Record set:
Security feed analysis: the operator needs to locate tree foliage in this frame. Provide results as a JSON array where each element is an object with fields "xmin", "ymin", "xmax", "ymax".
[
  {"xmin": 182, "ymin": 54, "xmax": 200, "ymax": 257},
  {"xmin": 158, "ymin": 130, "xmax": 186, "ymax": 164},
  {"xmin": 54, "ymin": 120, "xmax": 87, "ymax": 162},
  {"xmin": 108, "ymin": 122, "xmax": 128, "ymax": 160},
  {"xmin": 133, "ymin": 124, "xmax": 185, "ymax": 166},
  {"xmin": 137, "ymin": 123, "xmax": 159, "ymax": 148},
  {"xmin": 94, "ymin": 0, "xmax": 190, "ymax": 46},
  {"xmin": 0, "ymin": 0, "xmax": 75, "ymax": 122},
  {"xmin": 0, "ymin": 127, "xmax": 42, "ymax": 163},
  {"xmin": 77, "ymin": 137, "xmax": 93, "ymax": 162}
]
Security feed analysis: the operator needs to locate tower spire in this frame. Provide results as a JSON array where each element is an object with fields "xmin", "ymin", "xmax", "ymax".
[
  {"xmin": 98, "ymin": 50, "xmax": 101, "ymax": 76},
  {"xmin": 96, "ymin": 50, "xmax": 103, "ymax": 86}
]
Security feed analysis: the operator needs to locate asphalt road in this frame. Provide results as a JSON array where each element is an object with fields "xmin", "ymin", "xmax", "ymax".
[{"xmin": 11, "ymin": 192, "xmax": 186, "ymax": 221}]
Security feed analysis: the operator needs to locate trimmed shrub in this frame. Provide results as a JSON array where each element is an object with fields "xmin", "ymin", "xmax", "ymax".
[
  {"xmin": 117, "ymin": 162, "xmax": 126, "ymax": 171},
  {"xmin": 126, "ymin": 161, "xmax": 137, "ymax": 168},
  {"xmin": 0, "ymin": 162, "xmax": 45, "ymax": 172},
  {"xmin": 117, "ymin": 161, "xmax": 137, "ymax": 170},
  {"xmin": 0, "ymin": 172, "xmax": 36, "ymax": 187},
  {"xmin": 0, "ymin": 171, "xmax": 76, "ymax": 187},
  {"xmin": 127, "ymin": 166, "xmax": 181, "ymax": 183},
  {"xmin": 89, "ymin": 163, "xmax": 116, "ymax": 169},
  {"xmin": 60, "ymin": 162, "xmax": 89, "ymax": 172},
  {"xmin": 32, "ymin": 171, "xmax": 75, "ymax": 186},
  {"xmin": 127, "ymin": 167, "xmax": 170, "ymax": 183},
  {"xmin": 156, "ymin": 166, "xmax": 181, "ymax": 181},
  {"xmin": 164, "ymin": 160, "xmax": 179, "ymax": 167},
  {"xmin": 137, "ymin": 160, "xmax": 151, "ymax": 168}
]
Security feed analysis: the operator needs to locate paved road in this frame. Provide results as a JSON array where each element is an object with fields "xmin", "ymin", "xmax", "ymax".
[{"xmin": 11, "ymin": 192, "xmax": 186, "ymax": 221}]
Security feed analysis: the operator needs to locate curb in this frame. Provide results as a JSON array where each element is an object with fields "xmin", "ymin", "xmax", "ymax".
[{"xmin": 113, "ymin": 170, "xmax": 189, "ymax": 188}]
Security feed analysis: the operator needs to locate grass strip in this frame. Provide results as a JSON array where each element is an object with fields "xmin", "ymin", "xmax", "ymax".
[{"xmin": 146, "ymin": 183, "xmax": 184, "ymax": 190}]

Exercise objective: Reproduce all data above, unchanged.

Expected answer:
Security feed analysis: the operator needs to locate tree foliage in this frame. Provide results as a JSON array where each element is an object with fields "xmin", "ymin", "xmax", "ymax".
[
  {"xmin": 182, "ymin": 54, "xmax": 200, "ymax": 257},
  {"xmin": 158, "ymin": 130, "xmax": 186, "ymax": 164},
  {"xmin": 54, "ymin": 120, "xmax": 87, "ymax": 162},
  {"xmin": 108, "ymin": 122, "xmax": 128, "ymax": 160},
  {"xmin": 133, "ymin": 124, "xmax": 185, "ymax": 166},
  {"xmin": 137, "ymin": 123, "xmax": 159, "ymax": 148},
  {"xmin": 94, "ymin": 0, "xmax": 190, "ymax": 46},
  {"xmin": 0, "ymin": 0, "xmax": 75, "ymax": 122},
  {"xmin": 0, "ymin": 127, "xmax": 42, "ymax": 163},
  {"xmin": 77, "ymin": 137, "xmax": 93, "ymax": 162}
]
Security feed analysis: the operator needs to locate tower spire in this frame. Provide results as a JSON array where each element is an object with fields "xmin", "ymin", "xmax", "ymax".
[
  {"xmin": 98, "ymin": 50, "xmax": 101, "ymax": 76},
  {"xmin": 96, "ymin": 50, "xmax": 103, "ymax": 86}
]
Security feed analysis: the operator needs to locate asphalt road in this frame. Provide results as a JSON array where each element is an object with fields "xmin", "ymin", "xmax", "ymax".
[{"xmin": 11, "ymin": 192, "xmax": 186, "ymax": 221}]
Security feed analysis: the operator needs to locate trimmed shrub in this frame. Provide results as a JSON array where each element is an object with fields "xmin", "ymin", "xmax", "ymax".
[
  {"xmin": 117, "ymin": 162, "xmax": 126, "ymax": 171},
  {"xmin": 126, "ymin": 161, "xmax": 137, "ymax": 168},
  {"xmin": 0, "ymin": 162, "xmax": 45, "ymax": 172},
  {"xmin": 117, "ymin": 161, "xmax": 137, "ymax": 170},
  {"xmin": 0, "ymin": 172, "xmax": 36, "ymax": 187},
  {"xmin": 0, "ymin": 171, "xmax": 76, "ymax": 187},
  {"xmin": 127, "ymin": 166, "xmax": 181, "ymax": 183},
  {"xmin": 89, "ymin": 163, "xmax": 116, "ymax": 169},
  {"xmin": 60, "ymin": 162, "xmax": 89, "ymax": 172},
  {"xmin": 32, "ymin": 171, "xmax": 75, "ymax": 186},
  {"xmin": 127, "ymin": 167, "xmax": 170, "ymax": 183},
  {"xmin": 156, "ymin": 166, "xmax": 181, "ymax": 181},
  {"xmin": 164, "ymin": 160, "xmax": 179, "ymax": 167},
  {"xmin": 137, "ymin": 160, "xmax": 151, "ymax": 168}
]
Security feed analysis: the operator needs to locate paved road in this frame. Provide results as a JSON array where each element is an object with fields "xmin", "ymin", "xmax", "ymax".
[{"xmin": 11, "ymin": 192, "xmax": 186, "ymax": 221}]
Security feed analysis: the operator needs to locate curb in this frame. Provide results as a JSON array where each element is an object with fields "xmin", "ymin", "xmax", "ymax".
[{"xmin": 113, "ymin": 170, "xmax": 189, "ymax": 188}]
Security feed analysis: the operator needs to locate grass strip in this frame. Provide results as a JSON array where each element is an object with fields "xmin", "ymin", "xmax", "ymax".
[{"xmin": 146, "ymin": 183, "xmax": 184, "ymax": 190}]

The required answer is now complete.